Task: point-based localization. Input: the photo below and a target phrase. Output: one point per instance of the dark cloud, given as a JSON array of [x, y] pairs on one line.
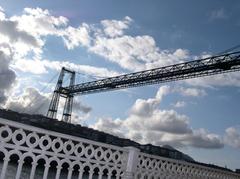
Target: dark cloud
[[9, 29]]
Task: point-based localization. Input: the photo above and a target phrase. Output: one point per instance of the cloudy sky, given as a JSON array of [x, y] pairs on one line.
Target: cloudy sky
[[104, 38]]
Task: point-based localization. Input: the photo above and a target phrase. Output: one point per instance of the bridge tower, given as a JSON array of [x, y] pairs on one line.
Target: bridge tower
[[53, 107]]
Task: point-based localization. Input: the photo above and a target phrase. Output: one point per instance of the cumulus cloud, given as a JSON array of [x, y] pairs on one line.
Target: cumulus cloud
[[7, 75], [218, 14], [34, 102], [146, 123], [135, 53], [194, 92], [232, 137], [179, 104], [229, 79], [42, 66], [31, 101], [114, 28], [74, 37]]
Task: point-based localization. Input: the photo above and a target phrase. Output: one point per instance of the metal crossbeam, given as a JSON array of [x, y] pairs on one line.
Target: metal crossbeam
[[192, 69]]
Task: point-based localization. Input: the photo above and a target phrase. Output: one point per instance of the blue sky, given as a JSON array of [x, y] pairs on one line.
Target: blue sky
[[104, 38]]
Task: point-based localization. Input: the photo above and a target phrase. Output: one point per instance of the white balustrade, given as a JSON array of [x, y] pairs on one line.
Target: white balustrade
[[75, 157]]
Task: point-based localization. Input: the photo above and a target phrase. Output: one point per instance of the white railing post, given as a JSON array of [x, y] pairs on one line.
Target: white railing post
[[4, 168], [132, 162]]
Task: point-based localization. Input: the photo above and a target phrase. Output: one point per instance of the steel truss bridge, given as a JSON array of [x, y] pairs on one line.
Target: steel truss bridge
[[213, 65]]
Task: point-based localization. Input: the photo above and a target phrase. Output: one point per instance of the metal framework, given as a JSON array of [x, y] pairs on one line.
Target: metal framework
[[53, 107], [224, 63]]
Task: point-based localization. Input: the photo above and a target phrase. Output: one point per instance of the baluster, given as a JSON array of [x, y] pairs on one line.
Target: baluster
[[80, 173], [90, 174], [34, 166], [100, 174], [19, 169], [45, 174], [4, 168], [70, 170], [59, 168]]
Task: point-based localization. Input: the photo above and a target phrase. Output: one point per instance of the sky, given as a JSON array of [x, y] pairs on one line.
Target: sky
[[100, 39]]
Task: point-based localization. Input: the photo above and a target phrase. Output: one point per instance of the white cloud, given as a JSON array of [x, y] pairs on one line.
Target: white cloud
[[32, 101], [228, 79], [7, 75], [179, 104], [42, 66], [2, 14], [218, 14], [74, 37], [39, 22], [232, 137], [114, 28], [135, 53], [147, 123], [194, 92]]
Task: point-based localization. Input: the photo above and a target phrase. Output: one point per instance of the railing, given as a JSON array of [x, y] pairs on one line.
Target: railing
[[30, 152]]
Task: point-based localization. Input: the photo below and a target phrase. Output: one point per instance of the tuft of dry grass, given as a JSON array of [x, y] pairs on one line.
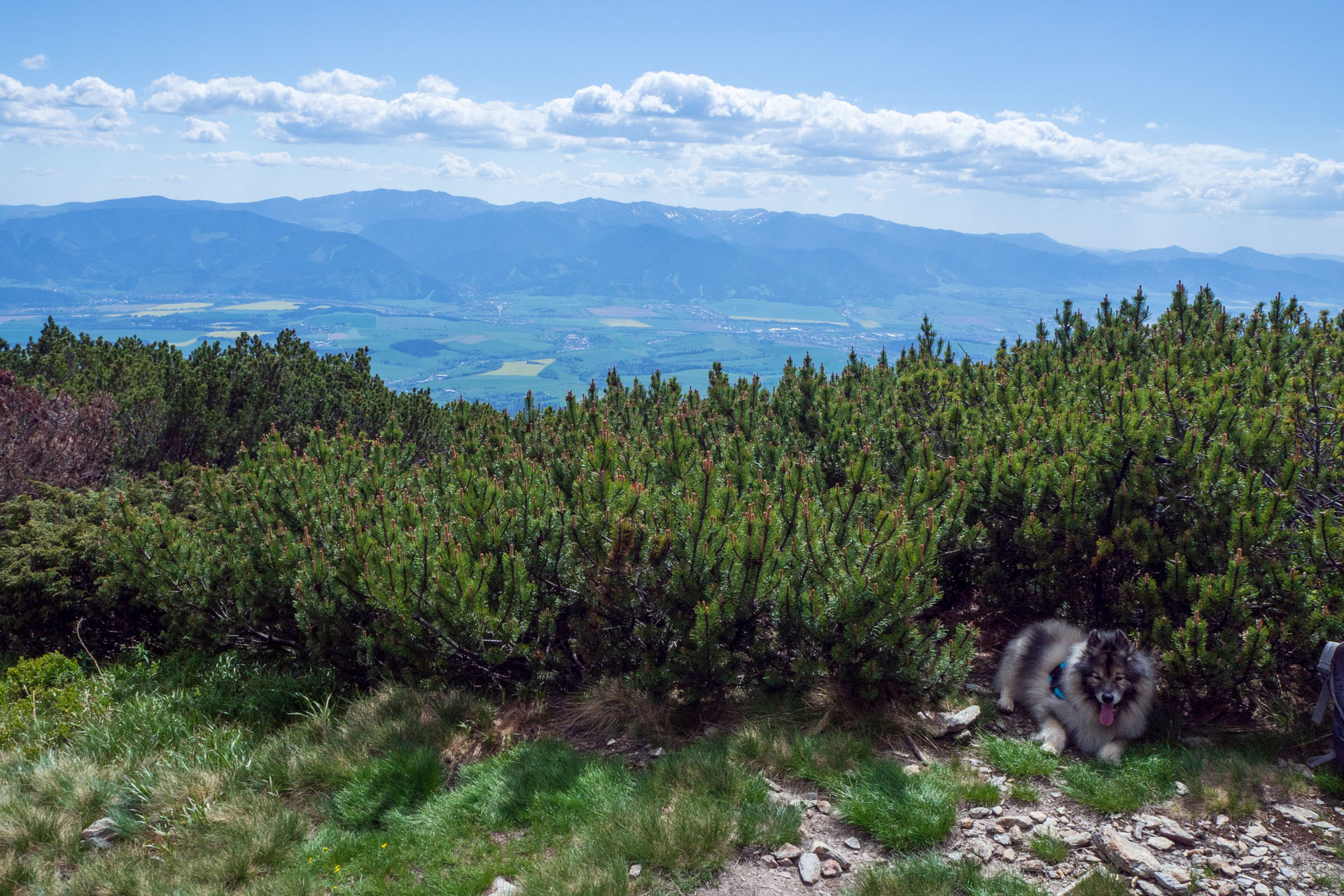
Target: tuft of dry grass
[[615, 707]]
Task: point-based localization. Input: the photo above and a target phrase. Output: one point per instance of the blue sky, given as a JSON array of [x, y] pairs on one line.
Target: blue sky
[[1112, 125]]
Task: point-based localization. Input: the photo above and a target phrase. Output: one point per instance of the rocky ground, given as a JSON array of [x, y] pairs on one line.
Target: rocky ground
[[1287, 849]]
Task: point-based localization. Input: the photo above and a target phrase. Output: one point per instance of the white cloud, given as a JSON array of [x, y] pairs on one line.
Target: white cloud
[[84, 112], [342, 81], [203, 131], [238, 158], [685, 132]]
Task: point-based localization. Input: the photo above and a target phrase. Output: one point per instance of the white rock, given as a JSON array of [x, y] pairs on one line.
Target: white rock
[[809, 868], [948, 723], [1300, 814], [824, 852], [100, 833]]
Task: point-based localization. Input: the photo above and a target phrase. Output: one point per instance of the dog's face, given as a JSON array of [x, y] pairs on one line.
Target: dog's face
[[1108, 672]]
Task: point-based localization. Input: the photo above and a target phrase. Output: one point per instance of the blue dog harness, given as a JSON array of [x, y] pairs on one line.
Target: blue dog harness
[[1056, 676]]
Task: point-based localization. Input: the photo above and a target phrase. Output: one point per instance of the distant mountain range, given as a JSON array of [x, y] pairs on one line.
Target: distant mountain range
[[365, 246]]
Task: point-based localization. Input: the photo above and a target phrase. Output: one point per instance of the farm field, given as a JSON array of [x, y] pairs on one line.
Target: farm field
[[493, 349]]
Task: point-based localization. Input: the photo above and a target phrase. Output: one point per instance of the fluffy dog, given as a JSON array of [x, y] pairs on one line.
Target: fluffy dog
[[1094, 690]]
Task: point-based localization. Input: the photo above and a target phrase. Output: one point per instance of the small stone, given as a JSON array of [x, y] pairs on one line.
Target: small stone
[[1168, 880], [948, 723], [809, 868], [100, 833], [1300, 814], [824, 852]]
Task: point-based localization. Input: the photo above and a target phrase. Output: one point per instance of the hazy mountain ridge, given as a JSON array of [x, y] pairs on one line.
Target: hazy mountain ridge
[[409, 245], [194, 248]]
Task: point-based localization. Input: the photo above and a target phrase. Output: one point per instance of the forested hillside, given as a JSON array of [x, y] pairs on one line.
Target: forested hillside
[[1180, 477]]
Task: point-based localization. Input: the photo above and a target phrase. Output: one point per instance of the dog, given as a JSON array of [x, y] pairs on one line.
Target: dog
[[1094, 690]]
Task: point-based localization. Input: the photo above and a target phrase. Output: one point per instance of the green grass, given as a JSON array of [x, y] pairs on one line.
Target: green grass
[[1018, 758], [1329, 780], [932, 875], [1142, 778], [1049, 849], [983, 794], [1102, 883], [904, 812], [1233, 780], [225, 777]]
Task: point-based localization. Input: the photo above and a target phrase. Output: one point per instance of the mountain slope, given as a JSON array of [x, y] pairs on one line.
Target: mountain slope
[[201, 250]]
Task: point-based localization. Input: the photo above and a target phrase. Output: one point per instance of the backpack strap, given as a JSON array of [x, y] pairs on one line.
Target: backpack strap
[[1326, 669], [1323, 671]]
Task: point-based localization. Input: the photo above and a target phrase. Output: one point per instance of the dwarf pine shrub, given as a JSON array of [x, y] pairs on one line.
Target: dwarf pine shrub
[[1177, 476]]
---
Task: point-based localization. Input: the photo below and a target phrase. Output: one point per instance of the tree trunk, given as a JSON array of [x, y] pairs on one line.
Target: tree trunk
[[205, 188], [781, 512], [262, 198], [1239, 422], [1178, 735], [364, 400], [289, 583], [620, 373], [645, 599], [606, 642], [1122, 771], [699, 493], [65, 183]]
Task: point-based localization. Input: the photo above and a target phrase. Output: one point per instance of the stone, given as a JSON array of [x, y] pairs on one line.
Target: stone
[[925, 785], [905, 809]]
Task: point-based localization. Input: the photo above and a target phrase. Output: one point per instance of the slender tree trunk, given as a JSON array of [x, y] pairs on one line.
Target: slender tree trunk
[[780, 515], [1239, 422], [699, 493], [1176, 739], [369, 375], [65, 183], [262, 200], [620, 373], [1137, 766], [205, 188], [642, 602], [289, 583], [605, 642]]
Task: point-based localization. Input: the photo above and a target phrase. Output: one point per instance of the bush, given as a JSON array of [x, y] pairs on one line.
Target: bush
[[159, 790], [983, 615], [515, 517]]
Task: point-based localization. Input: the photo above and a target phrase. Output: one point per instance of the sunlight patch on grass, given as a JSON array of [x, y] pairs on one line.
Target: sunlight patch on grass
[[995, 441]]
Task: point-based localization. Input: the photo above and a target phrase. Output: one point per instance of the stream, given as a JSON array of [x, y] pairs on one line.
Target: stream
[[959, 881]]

[Goal of the exercise]:
I need each line of the entries that holds the string "below" located and copied.

[Your response]:
Task: point-based localization. Input: the photo below and a target phrase. Output: one point per instance of the dark cloud, given as a JSON array of [x, y] pairs on one line.
Task: point-based localization. Input: the photo below and a target phrase. Output: one point per instance of the tuft of dry grass, given as a JSON array of [x, y] pairs on one line.
Task: point-based localization. Input: the photo below and a target phrase. Output: one point per instance of the tree trunk, given as a JSON array of [x, y] pairs on one line.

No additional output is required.